--- Start PROVIDED RECORDS ---

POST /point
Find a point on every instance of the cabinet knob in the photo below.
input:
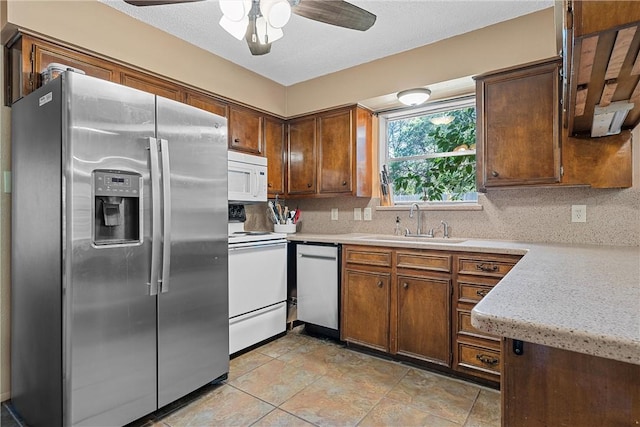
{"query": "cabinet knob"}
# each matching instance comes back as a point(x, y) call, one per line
point(487, 360)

--- End PROVIDED RECORDS ---

• PROBLEM DESCRIPTION:
Multiply every point coordinate in the answers above by 1.45 and round to the nearest whole number, with halves rounding up. Then write out all lines of the records again, requests included, using the new numbers and leaving out the pictures.

• TASK RESULT:
POST /point
Find a point on every instance of the cabinet knob in the photo below.
input:
{"query": "cabinet knob"}
# each matching instance comes back as a point(x, y) call, one per line
point(706, 522)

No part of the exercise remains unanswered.